What the task requires: Produce a verbatim transcription of the records below, beginning at the line containing "Target: steering wheel" and ending at the final line; include only those lines.

########################################

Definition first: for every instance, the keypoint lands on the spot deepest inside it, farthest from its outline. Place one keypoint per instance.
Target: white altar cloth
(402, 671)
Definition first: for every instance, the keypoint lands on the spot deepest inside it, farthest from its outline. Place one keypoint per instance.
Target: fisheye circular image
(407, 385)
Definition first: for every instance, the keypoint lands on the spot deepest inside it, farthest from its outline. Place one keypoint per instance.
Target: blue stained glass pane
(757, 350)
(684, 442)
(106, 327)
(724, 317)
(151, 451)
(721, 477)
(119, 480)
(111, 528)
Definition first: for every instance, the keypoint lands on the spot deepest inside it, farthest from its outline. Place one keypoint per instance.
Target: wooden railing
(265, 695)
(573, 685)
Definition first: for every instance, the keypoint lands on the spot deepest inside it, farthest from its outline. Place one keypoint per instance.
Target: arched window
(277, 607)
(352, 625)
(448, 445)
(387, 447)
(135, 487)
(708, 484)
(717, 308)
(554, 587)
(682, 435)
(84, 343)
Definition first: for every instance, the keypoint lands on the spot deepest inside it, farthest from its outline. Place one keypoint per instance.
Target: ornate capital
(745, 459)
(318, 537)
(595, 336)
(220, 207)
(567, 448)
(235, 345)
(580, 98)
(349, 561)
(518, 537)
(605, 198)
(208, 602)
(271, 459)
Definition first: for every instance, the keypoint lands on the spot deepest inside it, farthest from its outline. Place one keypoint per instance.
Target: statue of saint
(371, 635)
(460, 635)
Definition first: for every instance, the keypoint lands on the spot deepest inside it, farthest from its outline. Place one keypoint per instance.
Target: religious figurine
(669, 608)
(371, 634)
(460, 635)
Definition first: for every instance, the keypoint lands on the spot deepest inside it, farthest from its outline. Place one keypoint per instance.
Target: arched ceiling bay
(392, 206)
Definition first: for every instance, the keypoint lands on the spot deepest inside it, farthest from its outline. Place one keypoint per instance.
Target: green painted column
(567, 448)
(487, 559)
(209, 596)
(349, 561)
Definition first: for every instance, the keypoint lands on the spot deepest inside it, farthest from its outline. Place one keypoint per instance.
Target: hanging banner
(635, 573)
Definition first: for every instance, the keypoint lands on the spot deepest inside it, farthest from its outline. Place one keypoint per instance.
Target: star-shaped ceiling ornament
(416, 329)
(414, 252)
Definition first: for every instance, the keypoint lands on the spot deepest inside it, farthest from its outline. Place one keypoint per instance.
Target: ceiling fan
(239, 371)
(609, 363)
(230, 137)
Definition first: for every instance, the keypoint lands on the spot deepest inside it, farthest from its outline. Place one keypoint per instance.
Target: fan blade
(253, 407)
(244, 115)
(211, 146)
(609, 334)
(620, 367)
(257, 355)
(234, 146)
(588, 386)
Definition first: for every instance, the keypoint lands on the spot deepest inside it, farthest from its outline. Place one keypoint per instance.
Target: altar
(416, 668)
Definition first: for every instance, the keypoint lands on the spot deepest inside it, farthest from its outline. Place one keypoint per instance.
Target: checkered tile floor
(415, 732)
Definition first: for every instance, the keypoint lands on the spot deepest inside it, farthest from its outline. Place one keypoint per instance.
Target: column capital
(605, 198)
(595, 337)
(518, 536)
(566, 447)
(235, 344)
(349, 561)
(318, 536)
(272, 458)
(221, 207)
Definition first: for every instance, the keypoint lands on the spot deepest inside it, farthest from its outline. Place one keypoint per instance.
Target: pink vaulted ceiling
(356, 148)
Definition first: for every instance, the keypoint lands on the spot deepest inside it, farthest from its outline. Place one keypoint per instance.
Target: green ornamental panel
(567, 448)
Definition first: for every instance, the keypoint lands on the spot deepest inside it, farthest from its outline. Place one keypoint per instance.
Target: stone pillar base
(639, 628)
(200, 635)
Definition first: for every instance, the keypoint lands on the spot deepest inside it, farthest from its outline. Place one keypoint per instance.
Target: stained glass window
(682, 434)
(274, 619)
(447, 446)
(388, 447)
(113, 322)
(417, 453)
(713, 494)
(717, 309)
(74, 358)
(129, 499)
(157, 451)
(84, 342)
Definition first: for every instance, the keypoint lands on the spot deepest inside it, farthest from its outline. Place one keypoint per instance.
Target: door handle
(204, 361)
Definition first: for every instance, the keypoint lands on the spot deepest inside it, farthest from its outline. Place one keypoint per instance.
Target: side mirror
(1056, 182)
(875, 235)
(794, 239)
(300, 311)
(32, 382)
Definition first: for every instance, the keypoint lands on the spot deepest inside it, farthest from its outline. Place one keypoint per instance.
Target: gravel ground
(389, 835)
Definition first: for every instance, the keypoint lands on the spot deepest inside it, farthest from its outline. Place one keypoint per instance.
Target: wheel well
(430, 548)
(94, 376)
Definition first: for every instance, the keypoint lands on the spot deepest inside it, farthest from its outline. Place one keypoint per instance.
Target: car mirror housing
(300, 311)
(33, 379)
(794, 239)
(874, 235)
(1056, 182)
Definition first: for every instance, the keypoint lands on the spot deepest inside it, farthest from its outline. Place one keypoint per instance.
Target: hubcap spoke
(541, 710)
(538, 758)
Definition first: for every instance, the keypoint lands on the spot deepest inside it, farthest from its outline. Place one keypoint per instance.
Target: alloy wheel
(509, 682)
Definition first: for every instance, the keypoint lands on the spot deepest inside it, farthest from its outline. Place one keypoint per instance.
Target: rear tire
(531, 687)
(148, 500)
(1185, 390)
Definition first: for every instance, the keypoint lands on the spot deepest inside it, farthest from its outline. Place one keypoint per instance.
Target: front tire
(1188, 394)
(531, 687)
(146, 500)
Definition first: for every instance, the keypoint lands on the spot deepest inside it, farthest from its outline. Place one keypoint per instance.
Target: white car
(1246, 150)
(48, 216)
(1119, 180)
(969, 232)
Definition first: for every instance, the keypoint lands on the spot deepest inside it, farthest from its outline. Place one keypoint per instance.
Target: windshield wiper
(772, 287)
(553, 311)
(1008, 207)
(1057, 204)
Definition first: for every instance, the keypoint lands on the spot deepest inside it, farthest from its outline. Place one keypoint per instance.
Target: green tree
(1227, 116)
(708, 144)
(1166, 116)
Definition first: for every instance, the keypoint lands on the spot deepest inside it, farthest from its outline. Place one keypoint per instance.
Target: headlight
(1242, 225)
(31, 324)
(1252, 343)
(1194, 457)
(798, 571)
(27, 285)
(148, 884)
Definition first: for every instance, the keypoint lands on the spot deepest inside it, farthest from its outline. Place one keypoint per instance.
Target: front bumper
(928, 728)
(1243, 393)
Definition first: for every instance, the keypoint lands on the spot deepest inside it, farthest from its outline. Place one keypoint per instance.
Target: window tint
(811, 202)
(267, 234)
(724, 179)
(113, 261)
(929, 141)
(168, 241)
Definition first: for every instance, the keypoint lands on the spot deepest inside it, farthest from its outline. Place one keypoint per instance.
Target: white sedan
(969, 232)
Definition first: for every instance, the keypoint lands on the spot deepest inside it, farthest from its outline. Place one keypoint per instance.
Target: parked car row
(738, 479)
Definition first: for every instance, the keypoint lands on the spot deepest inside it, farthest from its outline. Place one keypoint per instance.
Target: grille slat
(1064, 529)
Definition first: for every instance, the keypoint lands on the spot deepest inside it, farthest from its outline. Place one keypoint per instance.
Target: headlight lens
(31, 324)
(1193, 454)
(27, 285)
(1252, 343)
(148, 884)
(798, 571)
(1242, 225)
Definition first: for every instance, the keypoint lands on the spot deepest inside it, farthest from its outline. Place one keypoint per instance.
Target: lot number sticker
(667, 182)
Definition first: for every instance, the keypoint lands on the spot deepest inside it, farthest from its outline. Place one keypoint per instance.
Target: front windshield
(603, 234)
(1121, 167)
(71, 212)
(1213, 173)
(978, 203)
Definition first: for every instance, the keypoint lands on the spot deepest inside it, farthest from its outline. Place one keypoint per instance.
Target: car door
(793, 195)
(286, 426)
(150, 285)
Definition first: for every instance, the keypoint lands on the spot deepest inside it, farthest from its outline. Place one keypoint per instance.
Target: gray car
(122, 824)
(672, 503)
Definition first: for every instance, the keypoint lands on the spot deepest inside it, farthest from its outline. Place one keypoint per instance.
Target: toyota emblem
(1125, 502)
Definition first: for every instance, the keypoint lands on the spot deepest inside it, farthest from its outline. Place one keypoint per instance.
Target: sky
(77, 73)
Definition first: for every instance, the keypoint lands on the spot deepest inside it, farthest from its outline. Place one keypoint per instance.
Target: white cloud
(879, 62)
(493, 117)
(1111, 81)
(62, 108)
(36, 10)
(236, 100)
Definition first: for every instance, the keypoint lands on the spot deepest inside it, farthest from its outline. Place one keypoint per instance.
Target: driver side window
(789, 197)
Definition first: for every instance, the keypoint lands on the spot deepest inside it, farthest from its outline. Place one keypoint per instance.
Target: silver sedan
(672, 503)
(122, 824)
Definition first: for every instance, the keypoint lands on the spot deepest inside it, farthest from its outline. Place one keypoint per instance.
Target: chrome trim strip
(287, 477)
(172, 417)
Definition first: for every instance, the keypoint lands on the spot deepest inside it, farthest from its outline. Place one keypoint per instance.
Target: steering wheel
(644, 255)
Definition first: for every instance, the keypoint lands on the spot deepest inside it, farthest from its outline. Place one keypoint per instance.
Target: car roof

########################################

Exercise response:
Target: steering wheel
(644, 255)
Definition first: for every instance, the keypoint lands on the spot deepest inside it, farthest from its outline. Place one keypoint per instance.
Target: car roof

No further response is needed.